[Document text]
Okay. So more or less the hike has been passed down right to the customers -- the customers seem comfortable then in this case.

Mukesh Bansal

executive
#88

Yes. So we are not directly impacted by that, but this is the information that we see from our customers.

Operator

operator
#89

[Operator Instructions] The next question is from the line of [ Janat Kumar ] from Value Research.

Unknown Analyst

analyst
#90

This is [ Sanat Kumar ], can you hear me?

Operator

operator
#91

Yes, sir. But your voice is sounding a bit echoing, could you please use the handset just in case?

Unknown Analyst

analyst
#92

Yes. Can you hear me now?

Operator

operator
#93

Yes.

Unknown Analyst

analyst
#94

So my name is an [ Sanat Kumar ], not [ Janat Kumar ].

Operator

operator
#95

I'm sorry for that. I'll make the changes, sir.

[Tasks to complete]
• A. In the call transcript, which firm is the analyst who is announced for the next question from?
• B. Continue the earnings call transcript from its last line.

[Excerpted data]
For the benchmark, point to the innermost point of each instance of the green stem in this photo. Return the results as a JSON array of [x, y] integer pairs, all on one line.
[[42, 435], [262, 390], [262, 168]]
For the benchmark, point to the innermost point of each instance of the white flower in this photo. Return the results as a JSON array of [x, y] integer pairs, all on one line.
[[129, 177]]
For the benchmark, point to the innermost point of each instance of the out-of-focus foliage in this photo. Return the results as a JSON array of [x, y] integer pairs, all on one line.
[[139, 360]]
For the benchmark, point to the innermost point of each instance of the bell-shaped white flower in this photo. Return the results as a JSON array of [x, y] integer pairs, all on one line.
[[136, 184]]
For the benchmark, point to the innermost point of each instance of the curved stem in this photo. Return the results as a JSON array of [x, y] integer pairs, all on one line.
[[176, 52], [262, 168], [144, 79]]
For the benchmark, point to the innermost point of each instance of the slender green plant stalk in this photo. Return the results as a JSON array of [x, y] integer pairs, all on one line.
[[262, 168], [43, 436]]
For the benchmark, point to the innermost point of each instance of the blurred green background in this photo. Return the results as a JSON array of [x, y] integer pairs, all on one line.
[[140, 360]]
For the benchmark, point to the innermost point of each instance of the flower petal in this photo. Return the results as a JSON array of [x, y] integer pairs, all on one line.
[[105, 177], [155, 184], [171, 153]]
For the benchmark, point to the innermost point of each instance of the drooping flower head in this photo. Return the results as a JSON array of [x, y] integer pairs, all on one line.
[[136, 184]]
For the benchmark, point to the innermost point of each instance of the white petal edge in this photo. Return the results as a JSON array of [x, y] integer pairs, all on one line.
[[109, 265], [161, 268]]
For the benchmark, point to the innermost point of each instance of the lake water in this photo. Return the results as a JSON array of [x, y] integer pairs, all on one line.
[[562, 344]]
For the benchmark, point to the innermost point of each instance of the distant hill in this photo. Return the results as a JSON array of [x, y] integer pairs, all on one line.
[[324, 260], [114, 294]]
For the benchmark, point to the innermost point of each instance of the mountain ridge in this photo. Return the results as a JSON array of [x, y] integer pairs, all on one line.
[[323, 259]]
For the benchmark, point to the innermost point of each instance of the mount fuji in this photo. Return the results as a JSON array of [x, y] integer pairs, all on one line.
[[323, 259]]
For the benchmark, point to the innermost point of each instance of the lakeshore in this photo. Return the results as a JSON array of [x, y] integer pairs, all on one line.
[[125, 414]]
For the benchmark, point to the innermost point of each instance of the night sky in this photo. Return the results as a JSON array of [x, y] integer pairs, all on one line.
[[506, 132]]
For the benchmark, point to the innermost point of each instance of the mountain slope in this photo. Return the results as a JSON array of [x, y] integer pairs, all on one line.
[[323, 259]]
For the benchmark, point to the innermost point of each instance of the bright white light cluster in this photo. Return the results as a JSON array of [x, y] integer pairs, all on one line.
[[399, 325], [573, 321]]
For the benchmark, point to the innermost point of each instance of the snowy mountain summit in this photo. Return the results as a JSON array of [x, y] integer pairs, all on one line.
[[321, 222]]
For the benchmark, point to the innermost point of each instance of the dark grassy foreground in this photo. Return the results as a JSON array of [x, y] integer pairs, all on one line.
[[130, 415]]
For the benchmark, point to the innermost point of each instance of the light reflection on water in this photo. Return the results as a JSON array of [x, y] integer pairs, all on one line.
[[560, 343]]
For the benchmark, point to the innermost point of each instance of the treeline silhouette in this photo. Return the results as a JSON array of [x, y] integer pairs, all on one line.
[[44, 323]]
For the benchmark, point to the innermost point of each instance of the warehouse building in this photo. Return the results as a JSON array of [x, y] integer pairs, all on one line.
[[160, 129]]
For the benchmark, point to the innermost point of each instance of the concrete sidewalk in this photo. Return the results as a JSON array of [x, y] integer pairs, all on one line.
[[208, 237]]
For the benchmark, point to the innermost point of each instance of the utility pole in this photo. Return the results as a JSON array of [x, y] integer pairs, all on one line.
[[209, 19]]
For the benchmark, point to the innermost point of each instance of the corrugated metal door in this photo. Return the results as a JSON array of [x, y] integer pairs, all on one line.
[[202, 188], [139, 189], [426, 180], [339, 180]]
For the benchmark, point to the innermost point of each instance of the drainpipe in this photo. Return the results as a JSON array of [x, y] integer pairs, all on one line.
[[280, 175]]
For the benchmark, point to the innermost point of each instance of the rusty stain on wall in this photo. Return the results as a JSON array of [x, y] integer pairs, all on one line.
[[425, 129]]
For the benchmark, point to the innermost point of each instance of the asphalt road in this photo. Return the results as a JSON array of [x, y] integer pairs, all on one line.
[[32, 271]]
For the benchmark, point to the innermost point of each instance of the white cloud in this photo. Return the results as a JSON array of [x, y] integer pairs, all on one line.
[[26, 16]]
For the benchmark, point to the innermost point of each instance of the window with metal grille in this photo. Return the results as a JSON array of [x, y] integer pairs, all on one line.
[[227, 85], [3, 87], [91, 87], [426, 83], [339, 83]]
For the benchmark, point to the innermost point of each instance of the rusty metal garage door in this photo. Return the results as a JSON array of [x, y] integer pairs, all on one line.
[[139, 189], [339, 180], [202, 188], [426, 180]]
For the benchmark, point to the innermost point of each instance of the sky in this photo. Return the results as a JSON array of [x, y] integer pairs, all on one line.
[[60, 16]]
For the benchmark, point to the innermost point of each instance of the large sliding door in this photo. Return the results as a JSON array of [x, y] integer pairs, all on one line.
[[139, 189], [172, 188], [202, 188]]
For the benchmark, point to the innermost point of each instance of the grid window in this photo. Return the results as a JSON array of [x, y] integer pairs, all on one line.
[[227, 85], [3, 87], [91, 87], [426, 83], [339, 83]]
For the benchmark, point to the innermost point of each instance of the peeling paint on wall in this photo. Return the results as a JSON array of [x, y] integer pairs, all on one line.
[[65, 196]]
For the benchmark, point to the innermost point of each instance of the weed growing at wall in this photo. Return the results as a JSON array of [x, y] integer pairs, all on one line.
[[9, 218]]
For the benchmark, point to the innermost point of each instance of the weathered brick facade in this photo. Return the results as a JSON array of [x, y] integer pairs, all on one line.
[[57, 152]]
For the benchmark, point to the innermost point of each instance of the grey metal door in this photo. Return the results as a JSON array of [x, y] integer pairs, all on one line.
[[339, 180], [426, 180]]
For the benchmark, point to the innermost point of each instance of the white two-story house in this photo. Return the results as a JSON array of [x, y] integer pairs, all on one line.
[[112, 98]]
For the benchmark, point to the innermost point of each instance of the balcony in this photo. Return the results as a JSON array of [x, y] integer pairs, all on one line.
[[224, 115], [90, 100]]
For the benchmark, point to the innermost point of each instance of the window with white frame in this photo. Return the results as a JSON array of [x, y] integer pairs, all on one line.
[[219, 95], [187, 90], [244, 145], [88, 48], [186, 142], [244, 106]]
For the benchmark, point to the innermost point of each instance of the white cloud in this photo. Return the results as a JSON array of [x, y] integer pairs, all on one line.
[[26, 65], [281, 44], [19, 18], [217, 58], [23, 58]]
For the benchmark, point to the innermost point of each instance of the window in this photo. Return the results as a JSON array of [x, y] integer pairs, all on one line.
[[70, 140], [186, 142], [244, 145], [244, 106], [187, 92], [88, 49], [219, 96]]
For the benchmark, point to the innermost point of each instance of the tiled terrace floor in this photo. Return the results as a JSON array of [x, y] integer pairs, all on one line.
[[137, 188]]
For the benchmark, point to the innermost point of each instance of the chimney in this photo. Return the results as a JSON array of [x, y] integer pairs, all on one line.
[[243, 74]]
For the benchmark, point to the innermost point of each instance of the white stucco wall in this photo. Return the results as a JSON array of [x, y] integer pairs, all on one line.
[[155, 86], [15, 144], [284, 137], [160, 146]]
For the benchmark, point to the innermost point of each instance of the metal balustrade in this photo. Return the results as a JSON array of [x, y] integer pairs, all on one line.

[Expected outputs]
• A. Value Research

• B.
Unknown Analyst

analyst
#96

Last time in the con call, I asked about the aspect of -- that the business at this moment is growing if the cotton prices go down, and if they go up, the volumes go down or the margins -- and the margins go down. So what are the plans of the company to have market penetration or market development or product development or any kind of diversification strategy that Vardhman is looking at to expand the existing business.

Neeraj Jain

executive
#97

So there are 2 ways we have to look at it. One is a diversification on the customer side. Second is the diversification on the product side. And we are working on both the ideas. So more and more customers are joining us, more and more brands, we are working with them, so that our overall diversification on the customer side will improve. At the same time, there are different sections within the spinning as well as within the fabric region, which are working on the various new ideas, new fabrics, new brands. And that's a regular process where we are developing those products, showing it to the customers, showing it to their designers and in collaboration with them, the new products are being developed on a regular basis. It's an ongoing process for years together.

Unknown Analyst

analyst
#98

Okay. But there is no announcement as such about you entering a new market or...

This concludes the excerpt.